*What you are asked to do*: Change "positive clicks" to "foreground clicks" everywhere in the data below, and leave every other line as it is.

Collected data
:::

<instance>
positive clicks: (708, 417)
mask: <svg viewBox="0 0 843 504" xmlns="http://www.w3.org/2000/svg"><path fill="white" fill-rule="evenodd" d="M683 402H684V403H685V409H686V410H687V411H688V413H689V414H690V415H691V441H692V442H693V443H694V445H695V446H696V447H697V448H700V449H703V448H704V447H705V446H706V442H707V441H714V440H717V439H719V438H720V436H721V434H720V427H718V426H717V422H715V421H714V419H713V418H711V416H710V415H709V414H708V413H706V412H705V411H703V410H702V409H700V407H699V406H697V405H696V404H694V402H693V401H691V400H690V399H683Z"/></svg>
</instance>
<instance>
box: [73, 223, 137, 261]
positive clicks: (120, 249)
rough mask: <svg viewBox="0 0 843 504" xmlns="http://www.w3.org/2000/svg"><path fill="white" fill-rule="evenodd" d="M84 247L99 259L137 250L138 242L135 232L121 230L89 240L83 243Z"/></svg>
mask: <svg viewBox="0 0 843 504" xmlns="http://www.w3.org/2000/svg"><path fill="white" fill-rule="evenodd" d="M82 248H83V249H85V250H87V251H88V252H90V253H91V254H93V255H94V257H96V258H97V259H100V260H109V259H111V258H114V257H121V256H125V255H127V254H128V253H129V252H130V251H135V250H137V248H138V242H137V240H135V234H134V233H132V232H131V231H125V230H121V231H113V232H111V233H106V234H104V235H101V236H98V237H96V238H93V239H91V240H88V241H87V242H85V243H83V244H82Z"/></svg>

:::

*Response to the task*:
<instance>
foreground clicks: (708, 417)
mask: <svg viewBox="0 0 843 504" xmlns="http://www.w3.org/2000/svg"><path fill="white" fill-rule="evenodd" d="M683 402H684V403H685V409H686V410H687V411H688V413H689V414H690V415H691V441H692V442H693V443H694V445H695V446H696V447H697V448H700V449H703V448H704V447H705V446H706V442H707V441H714V440H717V439H719V438H720V436H721V434H720V427H718V426H717V422H715V421H714V419H713V418H711V416H710V415H709V414H708V413H706V412H705V411H703V410H702V409H700V407H699V406H697V405H696V404H694V402H693V401H691V400H690V399H683Z"/></svg>
</instance>
<instance>
box: [73, 223, 137, 261]
foreground clicks: (120, 249)
rough mask: <svg viewBox="0 0 843 504" xmlns="http://www.w3.org/2000/svg"><path fill="white" fill-rule="evenodd" d="M84 247L99 259L137 250L138 242L135 232L121 230L89 240L83 243Z"/></svg>
mask: <svg viewBox="0 0 843 504" xmlns="http://www.w3.org/2000/svg"><path fill="white" fill-rule="evenodd" d="M82 248H83V249H85V250H87V251H88V252H90V253H91V254H93V255H94V257H96V258H97V259H100V260H109V259H111V258H114V257H121V256H125V255H127V254H128V253H129V252H130V251H135V250H137V248H138V242H137V240H135V234H134V233H132V232H131V231H125V230H121V231H113V232H111V233H106V234H104V235H101V236H98V237H96V238H93V239H91V240H88V241H87V242H85V243H83V244H82Z"/></svg>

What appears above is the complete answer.